◆ TEKS DOKUMEN ◆
════════════════
Mengapa Muhammadiyah di Sumatera Surut

ranting muhammadiyah

Foto Dok SM

Judul Buku : Strategi Percepatan Pengembangan Cabang dan Ranting Muhammadiyah di Sumatera

Penulis  : Tim Penulis LPCR

Penerbit: Suara Muhammadiyah

Cetakan : I,  Oktober 2017

Tebal dan Ukuran: xii + 52 hlm, 11 x 15 cm

Di lingkungan Persyarikatan Muhammadiyah, seringkali disampaikan bahwa Ranting dan Cabang Muhammadiyah merupakan ujung tombak Persyarikatan. Kita tidak bisa membayangkan  seperti apa wujud Muhammadiyah yang terus tumbuh membesar ini tanpa adanya Cabang dan Ranting. Karena hakekat kekuatan Muhammadiyah sejatinya terletak di lapis Cabang dan Ranting. Karena langsung bersentuhan dengan setiap detak kehidupan masyarakat.

Muhammadiyah telah berkembang begitu pesat diseluruh bumi Nusantara ini, tidak terkecuali di Pulau Sumatera. Konon, menurut cerita Muhammadiyah di Pulau Sumatera mempunyai pola yang sangat khas. Pertumbuhan Muhammadiyah di beberapa daerah di Sumatera bahkan melebihi perkembangan Muhammadiyah di Jawa. Oleh karena itu, tidak berlebihan kalau ada yang berkomentar, walau Muhammadiyah lahir dan berpusat di Jawa namun tumbuh besar di Sumatera.

Dari beberapa catatan sejarah dan potensi  yang sekarang ada, kita akan tahu kalau Wilayah Sumatera sesungguhnya merupakan wilayah yang sangat subur untuk tempat berkembangnya dakwah Muhammadiyah. Dengan sentuhan dan strategi yang tepat, Cabang dan Ranting Muhammadiyah di seluruh wilayah di Sumatera akan dapat berkembang dengan pesat.

Namun, walau terus menanjak, saat ini pertumbuhan dan perkembangan Cabang dan Ranting Muhammadiyah  di beberapa daerah di Sumatera juga ada yang mengalami kesurutan.
════════════════
◆ ISI DATASET ◆
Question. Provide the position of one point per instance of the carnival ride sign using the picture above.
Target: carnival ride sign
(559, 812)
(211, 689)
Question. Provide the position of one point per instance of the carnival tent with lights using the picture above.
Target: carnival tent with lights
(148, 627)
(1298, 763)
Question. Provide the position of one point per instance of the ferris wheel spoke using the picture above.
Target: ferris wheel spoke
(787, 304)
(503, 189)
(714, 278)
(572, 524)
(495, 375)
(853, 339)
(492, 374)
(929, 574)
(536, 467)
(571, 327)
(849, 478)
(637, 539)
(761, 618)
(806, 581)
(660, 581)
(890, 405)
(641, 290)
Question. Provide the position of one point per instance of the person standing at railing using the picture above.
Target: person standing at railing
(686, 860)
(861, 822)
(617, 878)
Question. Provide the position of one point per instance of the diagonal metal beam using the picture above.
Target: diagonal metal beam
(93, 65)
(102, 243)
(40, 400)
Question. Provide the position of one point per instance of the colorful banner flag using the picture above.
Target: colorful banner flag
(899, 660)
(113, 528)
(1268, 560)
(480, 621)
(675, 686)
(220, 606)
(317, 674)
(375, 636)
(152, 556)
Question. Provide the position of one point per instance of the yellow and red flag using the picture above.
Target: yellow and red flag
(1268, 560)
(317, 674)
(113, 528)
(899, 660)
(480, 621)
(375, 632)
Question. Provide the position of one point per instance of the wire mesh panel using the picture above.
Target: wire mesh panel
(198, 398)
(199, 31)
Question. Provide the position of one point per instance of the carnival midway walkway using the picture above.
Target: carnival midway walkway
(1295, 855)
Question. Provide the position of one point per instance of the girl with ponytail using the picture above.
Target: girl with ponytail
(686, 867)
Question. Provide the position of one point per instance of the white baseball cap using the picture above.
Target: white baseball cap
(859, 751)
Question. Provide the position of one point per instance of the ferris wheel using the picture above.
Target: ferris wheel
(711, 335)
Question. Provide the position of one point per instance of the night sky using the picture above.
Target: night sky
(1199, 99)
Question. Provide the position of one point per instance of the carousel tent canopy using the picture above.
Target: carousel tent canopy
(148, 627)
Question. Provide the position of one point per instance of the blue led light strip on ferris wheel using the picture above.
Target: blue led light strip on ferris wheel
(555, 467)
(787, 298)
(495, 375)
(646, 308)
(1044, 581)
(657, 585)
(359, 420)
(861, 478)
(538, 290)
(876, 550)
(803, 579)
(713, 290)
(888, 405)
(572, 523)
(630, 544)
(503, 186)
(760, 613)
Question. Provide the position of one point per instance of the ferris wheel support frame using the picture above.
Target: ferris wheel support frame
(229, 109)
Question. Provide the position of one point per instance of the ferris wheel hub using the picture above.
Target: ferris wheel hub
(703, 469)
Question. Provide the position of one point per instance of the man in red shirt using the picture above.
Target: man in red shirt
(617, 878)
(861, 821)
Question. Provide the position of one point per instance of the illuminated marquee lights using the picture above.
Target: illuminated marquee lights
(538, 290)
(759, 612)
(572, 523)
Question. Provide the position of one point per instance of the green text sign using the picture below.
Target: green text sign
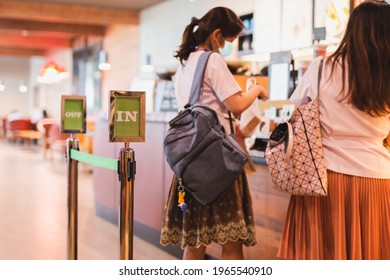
(127, 116)
(73, 115)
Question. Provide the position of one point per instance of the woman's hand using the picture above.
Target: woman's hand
(263, 93)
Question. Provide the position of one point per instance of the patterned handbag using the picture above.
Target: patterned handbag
(294, 152)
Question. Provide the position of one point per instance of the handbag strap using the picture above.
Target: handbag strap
(197, 81)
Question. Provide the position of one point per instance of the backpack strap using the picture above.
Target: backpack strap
(319, 78)
(197, 82)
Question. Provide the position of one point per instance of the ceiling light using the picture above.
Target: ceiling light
(52, 73)
(2, 85)
(103, 61)
(23, 86)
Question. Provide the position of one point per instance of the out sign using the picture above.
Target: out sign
(73, 115)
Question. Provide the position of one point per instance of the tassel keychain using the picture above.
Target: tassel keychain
(181, 193)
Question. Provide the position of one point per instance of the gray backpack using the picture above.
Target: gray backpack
(205, 159)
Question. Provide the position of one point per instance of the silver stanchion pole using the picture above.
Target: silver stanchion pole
(126, 172)
(72, 143)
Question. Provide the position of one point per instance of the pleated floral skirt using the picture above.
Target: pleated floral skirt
(352, 222)
(229, 218)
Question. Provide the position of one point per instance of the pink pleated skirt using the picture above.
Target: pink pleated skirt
(351, 223)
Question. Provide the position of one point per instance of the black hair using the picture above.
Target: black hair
(199, 30)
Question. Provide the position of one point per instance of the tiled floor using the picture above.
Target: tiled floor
(33, 211)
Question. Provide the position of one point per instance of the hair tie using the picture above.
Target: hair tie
(194, 21)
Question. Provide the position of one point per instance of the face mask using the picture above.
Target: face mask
(227, 49)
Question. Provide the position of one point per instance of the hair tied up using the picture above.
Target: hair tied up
(195, 24)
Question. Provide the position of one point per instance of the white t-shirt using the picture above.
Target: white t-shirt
(219, 84)
(352, 139)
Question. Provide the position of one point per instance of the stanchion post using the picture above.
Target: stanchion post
(72, 143)
(126, 173)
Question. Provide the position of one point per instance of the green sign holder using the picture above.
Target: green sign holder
(127, 116)
(73, 114)
(127, 124)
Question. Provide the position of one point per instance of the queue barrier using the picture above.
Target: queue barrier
(126, 169)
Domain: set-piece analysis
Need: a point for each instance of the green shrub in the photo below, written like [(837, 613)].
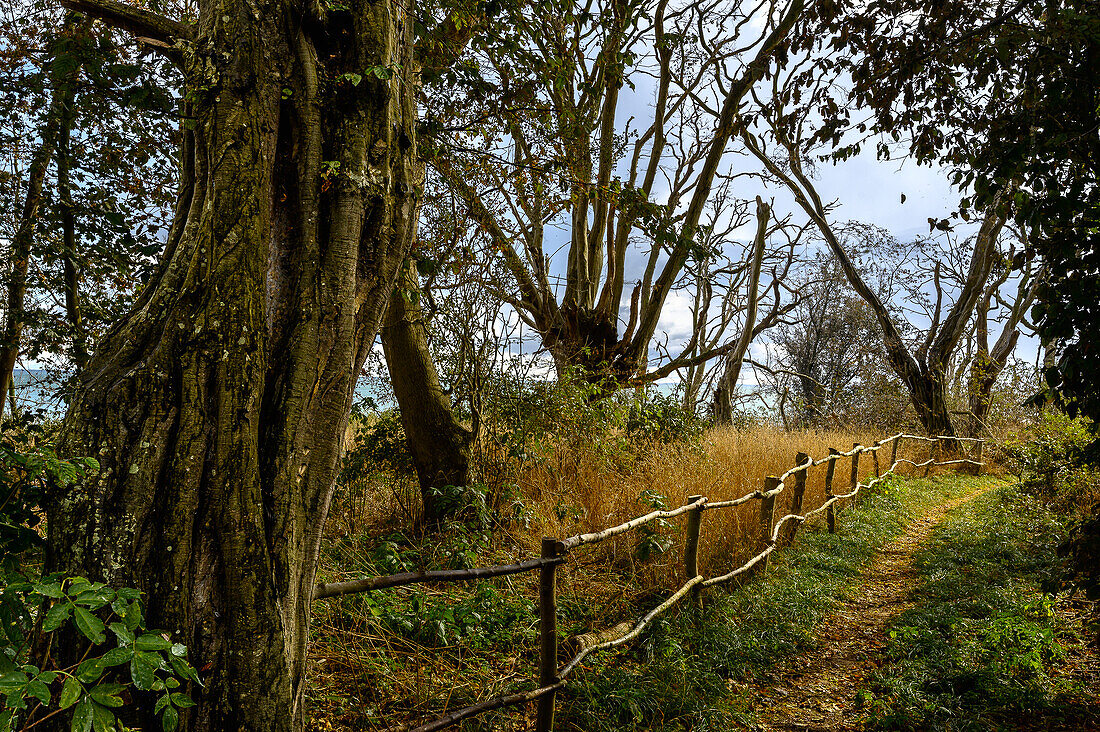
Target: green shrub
[(37, 612)]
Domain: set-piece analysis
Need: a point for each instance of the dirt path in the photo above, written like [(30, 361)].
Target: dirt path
[(817, 690)]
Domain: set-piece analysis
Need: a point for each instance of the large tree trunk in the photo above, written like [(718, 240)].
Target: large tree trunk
[(218, 405), (723, 402), (439, 443)]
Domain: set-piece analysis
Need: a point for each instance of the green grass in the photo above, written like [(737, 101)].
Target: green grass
[(978, 649), (679, 676)]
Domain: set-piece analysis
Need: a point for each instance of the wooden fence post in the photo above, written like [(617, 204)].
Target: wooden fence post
[(855, 470), (548, 634), (691, 545), (767, 515), (796, 496), (829, 512)]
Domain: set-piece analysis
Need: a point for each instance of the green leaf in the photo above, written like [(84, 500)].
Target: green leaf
[(57, 615), (90, 670), (91, 626), (124, 634), (107, 695), (102, 719), (69, 692), (37, 689), (171, 720), (132, 618), (182, 700), (81, 717), (12, 681), (50, 590), (152, 642), (143, 669), (116, 656), (184, 669)]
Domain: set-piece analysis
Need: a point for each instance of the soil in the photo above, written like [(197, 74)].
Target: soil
[(817, 690)]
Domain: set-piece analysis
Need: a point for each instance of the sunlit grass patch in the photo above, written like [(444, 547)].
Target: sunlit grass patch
[(980, 647)]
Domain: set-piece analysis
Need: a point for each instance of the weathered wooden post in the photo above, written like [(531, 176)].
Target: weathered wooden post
[(796, 496), (855, 469), (829, 512), (767, 515), (548, 633), (691, 545)]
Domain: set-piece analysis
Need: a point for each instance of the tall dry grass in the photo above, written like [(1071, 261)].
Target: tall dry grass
[(578, 489)]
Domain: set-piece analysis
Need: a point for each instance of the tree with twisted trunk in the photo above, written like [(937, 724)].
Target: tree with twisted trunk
[(218, 406)]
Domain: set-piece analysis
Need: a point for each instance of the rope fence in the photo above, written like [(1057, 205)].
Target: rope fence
[(774, 534)]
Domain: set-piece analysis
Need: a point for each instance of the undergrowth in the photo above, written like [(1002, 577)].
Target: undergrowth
[(981, 646), (408, 653), (688, 674)]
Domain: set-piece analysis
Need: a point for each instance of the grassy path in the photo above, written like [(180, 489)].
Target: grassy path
[(946, 631), (818, 690)]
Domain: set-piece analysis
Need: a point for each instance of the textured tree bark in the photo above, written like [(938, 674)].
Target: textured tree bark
[(218, 405), (440, 445)]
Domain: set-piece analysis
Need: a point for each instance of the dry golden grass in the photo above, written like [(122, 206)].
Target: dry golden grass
[(572, 487)]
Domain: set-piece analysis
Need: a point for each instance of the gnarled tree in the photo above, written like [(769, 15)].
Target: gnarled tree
[(218, 405), (543, 146)]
════════════════
◆ TUGAS ◆
A. Untuk setiap pernyataan berikut, tentukan apakah sesuai dengan teks tentang Muhammadiyah di Sumatera. (i) Buku tersebut diterbitkan oleh Suara Muhammadiyah. (ii) Cetakan pertama buku itu terbit pada tahun 2015. (iii) Menurut teks, Muhammadiyah lahir dan berpusat di Sumatera.
B. Menurut teks tentang Muhammadiyah di Sumatera, di lapis mana hakikat kekuatan Muhammadiyah sejatinya terletak?
C. Sambung teks tentang Muhammadiyah di Sumatera mulai dari kalimat terakhirnya.

◆ JAWABAN ◆
A.
(i) Ya: "Penerbit: Suara Muhammadiyah"
(ii) Tidak: "Oktober 2017"
(iii) Tidak: "walau Muhammadiyah lahir dan berpusat di Jawa namun tumbuh besar di Sumatera"

B. Di lapis Cabang dan Ranting.

C.
Dalam catatan LPCR terdapat paling tidak tiga masalah mendasar yang dihadapi Pimpinan Muhammadiyah di Cabang dan Ranting di wilayah Sumatera, yaitu: Pertama, krisis sumber daya manusia. Di beberapa Cabang dan Ranting sering ditemui masalah sumber daya manusia ini terutama menyangkut sedikitnya jumlah pimpinan. Oleh karenanya kepengurusan Cabang dan Ranting antara satu daerah dengan daerah lain akan tampak berbeda dari segi jumlah yang menempati posisi pimpinan. Persoalan ini semakin mencolok ketika pergantian kepemimpinan dari stau periode ke periode berikutnya.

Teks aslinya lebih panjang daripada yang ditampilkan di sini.